_Stated goal_: Decide whether each statement agrees with the nanofluids introduction below: (a) Choi proposed using nano-sized particles to improve thermal conductivity; (b) Maxwell's original idea relied on nano-sized particles; (c) Chen et al. studied bubbfil spinning for mass-production of nanofibers. Answer yes or no for each and quote the words of the text that decide it.

_Selected excerpt_:

☆ ☆ ☆ ☆ ☆

Introduction

The idea of using small-sized solid particles inside fluids to increase their thermal conductivity was initially initiated by Maxwell [1]. This idea was based on suspension of micro-sized or milli-sized solid particles inside fluids. Subsequently, however it was realized that large sized particles in the milli- scale or even micro-sized particles causes several technical problems. For example, (i) faster settling time, (ii) clogging micro-channels of devices, (iii) abrasion of surfaces (iv) erosion of pipelines and (v) increasing drop in pressure [2]. Based on these problems, Choi [3] came up with the idea of improving thermal conductivity using nano-sized particles. More specifically, Choi experimentally verified that the addition of nanoparticles in conventional based fluids enhances the thermal conductivity and the mixture which was composed of base fluid with suspended nanoparticles named as nanofluid. Besides, higher thermal conductivity, the addition of nano-sized particles over micro-sized particles to conventional base fluid was preferred due to several valid scientific reasons such as (i) longer suspension time (more stable), larger surface area/volume ration (1000 times larger), (iii) lower erosion and clogging, (iv) lower demand for pumping power (v) reduction in inventory of heat transfer fluid, and (vi) significant energy saving [4].

Nanofluids have numerous applications in nano-scale flow. In this type of flow the molecular structure of the fluid and surfaces, andinteraction between them at the atomistic length scale play a key role and hence the molecular dynamics (MD) method emerges as a viable approach for investigation of the flow in such scale. Examples of nano-scale flows include bubbfil spinning, bubble electrospinning, blown bubble spinning, membrane spinning processes used for nanofiber fabrication. Bubbfil spinning is a nanoscale flow process in which polymer/melts, bubbles/membranes are used for fabrication of nanofibers by using electrostatic force, flowing air or mechanical force (e.g. centrifugal force) to overcome the surface tension of bubble[5]. Chen et al. [6]studied bubbfil spinning process for mass-production of nanofibers. He et al. [7] analyzed various characteristics of Nanoscale flow with some interesting results.

☆ ☆ ☆ ☆ ☆

_Stored records_:
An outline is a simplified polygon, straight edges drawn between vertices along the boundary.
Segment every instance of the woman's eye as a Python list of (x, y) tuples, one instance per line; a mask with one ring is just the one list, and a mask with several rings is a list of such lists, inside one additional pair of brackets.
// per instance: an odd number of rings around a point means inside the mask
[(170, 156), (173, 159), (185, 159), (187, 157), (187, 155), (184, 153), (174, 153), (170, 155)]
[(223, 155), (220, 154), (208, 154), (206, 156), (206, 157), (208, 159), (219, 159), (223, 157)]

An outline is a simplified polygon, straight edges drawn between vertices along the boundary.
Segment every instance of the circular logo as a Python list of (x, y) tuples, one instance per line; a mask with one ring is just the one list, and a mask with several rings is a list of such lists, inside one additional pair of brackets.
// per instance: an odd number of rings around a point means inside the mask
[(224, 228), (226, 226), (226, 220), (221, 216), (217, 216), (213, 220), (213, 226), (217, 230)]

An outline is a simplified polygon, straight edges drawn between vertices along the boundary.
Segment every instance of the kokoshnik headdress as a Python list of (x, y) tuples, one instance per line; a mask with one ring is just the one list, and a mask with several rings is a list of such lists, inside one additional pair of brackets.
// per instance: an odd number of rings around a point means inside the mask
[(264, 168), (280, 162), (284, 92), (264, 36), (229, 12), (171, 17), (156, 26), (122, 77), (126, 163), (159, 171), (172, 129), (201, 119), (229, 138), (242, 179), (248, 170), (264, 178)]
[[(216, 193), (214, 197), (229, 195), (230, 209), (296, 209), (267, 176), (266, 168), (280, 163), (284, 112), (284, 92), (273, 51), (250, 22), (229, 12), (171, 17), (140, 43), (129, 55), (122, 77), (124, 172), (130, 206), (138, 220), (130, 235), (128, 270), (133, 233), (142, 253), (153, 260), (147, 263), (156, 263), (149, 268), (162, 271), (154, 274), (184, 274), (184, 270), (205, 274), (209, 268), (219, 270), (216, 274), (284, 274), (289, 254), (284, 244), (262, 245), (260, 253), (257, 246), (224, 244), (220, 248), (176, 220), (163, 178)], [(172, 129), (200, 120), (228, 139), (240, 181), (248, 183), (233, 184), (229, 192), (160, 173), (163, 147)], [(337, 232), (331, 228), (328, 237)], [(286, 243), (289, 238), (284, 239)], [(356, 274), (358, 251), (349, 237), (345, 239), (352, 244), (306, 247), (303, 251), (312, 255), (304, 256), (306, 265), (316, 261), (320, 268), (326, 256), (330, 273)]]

☆ ☆ ☆ ☆ ☆

_Finished exercise_:
(a) Yes: "came up with the idea of improving thermal conductivity using nano-sized particles"
(b) No: "This idea was based on suspension of micro-sized or milli-sized solid particles inside fluids."
(c) Yes: "studied bubbfil spinning process for mass-production of nanofibers"